**Task requirements**
From the line with "Can you find the foam" through the final line, transcribe the material below character for character; include no other lines.

(Entries taken from a collection)

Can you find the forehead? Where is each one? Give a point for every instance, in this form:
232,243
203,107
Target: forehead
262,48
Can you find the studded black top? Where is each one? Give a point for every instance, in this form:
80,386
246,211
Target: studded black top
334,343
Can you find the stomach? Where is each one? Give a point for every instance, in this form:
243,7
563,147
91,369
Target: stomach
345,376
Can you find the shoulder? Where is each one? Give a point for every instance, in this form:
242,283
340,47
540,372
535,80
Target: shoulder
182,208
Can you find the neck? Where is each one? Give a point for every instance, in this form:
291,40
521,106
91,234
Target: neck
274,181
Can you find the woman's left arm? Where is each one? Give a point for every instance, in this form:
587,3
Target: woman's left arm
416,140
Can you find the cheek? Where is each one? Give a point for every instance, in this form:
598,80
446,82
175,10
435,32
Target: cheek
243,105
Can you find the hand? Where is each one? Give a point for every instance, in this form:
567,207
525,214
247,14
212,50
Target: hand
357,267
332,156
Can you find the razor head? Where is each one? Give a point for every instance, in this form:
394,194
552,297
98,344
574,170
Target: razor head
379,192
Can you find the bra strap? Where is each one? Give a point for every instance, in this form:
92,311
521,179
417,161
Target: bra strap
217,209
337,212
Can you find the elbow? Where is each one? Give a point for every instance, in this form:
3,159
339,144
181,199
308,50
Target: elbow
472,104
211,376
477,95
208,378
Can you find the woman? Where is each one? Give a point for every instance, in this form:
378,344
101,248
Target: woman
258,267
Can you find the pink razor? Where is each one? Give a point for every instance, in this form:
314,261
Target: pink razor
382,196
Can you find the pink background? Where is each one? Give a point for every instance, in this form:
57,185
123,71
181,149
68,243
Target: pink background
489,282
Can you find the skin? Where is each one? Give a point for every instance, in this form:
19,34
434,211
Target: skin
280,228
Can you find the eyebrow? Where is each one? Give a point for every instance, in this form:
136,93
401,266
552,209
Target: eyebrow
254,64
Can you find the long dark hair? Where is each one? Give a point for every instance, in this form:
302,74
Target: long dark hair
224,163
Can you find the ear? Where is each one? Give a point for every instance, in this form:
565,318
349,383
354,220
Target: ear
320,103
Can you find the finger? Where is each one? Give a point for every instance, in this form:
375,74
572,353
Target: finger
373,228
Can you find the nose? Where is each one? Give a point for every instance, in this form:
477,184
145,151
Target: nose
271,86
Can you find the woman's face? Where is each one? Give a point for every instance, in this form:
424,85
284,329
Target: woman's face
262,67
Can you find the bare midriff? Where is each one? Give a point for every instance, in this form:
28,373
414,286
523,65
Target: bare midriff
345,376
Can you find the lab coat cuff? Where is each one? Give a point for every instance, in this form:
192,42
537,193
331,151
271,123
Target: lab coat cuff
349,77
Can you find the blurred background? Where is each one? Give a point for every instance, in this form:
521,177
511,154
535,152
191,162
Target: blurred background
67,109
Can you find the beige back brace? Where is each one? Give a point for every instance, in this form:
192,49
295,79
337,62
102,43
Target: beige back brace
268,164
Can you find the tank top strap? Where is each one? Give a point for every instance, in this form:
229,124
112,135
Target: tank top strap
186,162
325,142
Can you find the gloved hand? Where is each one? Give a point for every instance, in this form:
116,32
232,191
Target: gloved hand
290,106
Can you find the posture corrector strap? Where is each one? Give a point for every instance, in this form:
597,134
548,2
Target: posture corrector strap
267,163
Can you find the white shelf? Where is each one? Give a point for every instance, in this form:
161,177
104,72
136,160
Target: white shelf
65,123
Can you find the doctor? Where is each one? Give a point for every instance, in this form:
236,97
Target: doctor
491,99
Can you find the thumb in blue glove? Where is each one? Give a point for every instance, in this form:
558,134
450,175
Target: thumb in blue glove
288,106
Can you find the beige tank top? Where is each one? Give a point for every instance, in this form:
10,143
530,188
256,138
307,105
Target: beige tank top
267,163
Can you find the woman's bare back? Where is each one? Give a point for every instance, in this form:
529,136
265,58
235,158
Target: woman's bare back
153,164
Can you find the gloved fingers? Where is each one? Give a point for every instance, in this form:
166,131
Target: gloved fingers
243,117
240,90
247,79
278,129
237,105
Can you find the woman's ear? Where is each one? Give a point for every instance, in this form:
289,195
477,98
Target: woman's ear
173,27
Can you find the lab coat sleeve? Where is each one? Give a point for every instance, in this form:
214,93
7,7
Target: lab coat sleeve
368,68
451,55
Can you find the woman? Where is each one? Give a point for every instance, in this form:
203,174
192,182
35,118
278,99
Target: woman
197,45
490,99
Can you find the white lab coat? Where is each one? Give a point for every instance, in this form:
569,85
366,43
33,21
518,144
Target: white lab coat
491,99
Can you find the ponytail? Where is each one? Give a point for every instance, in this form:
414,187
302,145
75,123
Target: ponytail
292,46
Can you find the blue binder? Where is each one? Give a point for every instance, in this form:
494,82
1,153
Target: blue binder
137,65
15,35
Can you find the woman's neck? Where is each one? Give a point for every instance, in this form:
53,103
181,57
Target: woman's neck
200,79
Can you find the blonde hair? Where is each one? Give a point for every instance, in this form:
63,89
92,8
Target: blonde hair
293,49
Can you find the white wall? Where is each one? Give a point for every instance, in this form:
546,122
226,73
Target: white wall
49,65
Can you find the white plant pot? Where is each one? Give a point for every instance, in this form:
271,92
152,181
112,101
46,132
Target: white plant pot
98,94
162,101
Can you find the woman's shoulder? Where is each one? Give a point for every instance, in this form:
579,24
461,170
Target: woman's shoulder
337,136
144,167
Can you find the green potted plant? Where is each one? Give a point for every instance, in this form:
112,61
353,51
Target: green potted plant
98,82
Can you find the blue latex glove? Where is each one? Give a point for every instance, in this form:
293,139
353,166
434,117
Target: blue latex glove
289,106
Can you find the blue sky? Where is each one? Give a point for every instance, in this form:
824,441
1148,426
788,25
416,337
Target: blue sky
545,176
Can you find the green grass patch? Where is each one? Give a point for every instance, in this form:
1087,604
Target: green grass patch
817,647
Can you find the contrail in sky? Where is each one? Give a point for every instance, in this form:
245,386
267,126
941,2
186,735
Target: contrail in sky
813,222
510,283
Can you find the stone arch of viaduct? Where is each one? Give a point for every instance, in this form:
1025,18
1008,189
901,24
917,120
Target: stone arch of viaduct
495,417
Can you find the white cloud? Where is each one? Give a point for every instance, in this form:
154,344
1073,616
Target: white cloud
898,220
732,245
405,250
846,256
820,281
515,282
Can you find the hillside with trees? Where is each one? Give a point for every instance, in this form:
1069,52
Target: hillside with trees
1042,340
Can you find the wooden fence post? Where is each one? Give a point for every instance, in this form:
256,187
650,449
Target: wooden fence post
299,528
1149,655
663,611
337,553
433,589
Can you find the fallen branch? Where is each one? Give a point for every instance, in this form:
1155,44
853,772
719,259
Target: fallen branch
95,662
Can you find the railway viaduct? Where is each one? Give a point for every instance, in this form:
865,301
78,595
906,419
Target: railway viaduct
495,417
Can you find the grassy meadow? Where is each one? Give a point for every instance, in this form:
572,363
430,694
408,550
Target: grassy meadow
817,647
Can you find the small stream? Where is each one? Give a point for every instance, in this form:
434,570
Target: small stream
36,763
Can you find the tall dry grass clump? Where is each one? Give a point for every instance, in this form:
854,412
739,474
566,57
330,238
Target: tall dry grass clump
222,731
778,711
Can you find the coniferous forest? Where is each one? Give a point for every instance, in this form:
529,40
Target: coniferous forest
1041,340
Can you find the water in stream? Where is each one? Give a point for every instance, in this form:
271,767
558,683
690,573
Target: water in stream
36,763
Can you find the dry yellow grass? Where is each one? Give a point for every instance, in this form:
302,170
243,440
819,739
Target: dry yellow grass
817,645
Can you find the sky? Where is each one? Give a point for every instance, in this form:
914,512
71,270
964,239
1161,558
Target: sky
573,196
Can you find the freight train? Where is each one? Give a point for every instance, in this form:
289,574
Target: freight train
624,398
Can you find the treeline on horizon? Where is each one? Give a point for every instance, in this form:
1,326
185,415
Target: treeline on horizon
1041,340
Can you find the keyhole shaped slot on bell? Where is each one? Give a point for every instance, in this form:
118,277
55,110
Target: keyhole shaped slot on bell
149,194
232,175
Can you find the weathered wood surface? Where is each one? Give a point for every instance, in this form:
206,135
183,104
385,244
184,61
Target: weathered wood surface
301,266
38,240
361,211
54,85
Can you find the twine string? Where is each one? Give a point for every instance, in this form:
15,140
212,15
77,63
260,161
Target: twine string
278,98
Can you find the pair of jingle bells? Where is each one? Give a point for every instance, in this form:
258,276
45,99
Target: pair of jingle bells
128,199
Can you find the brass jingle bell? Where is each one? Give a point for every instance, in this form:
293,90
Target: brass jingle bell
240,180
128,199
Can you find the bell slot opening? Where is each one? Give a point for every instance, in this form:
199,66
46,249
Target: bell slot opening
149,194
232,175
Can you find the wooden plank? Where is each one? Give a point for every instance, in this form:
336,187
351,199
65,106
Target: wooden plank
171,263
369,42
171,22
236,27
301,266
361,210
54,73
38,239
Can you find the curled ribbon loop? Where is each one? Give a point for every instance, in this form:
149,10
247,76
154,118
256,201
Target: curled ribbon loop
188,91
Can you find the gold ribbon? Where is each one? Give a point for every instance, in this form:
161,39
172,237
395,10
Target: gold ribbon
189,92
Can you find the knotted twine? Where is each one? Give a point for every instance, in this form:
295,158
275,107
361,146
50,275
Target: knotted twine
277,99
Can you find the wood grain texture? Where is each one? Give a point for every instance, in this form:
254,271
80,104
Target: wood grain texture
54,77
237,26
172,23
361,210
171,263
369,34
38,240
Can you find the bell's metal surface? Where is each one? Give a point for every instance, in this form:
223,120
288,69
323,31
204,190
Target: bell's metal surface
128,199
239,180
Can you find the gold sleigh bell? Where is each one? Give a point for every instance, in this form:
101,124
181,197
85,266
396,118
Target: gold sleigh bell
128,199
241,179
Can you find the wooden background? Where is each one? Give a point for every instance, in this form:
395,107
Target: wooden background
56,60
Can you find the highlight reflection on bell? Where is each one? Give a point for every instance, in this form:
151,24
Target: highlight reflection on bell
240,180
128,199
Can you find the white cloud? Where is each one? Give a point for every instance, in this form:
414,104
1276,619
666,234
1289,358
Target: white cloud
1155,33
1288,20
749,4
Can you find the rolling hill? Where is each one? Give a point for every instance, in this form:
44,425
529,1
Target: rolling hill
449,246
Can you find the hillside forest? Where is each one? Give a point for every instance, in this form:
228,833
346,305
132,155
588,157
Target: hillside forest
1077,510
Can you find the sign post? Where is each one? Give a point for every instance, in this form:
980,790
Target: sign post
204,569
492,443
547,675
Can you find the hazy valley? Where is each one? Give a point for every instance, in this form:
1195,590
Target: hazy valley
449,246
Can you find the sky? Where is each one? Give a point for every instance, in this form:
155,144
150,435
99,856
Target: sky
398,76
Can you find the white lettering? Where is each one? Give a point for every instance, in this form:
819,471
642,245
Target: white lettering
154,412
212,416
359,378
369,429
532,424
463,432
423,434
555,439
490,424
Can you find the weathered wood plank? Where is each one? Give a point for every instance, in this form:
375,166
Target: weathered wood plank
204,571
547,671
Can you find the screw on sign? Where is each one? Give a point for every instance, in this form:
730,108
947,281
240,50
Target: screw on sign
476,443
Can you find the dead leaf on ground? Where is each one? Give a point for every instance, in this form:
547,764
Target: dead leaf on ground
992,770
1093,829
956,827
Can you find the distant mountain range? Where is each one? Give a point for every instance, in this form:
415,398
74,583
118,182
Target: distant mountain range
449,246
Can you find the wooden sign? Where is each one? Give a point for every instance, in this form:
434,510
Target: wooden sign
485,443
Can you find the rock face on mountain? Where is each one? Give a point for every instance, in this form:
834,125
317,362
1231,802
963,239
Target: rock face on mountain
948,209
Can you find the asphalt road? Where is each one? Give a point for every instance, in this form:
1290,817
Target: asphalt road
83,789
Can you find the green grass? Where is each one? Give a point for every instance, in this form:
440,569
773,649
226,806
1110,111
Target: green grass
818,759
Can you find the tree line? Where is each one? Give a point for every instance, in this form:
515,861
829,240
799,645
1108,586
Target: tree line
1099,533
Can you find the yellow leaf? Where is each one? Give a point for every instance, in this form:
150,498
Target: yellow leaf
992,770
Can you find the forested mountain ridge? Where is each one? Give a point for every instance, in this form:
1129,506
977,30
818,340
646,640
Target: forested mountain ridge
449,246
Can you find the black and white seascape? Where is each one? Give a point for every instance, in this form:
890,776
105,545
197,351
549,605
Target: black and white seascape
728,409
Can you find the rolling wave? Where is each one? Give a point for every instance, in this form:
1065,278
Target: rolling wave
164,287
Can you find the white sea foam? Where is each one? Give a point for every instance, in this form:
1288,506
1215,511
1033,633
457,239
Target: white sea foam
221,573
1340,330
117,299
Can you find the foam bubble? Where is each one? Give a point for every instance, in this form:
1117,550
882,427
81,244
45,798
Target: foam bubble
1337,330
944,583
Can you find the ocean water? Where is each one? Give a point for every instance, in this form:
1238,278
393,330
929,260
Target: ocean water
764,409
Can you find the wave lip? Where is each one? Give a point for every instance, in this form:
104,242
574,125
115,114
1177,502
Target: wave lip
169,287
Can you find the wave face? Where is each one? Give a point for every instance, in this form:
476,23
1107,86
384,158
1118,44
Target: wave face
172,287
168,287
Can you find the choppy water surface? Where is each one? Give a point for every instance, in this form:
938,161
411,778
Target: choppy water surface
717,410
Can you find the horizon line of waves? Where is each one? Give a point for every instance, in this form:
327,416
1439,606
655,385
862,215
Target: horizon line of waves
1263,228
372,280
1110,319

**Finished task**
Can you find the foam bubble? Where is each one? Give a point for every instance, in this form:
1117,550
882,427
81,244
45,798
Target: foam bubble
1337,330
944,583
Can you find the ocean water? Where is each one? Give a point for every instance, in this form:
1238,278
393,330
929,260
Target: ocean water
764,409
Can you find the wave lip? Where is each one? Give a point for every instance, in this form:
104,242
574,125
115,114
1177,502
Target: wave lip
169,287
Can you find the wave face? Where is each one? Give a point for every instance, in this form:
476,23
1107,86
384,158
1118,44
Target: wave face
172,287
168,287
Can you find the choppy water surface? Where is each one? Give a point for every instance, in this form:
938,161
411,778
Target: choppy water surface
717,410
Can you find the horizon line of waves? Where is each one? Give a point for every instance, in this form:
327,416
1439,606
655,385
862,215
Target: horizon line of waves
1263,228
372,280
1110,319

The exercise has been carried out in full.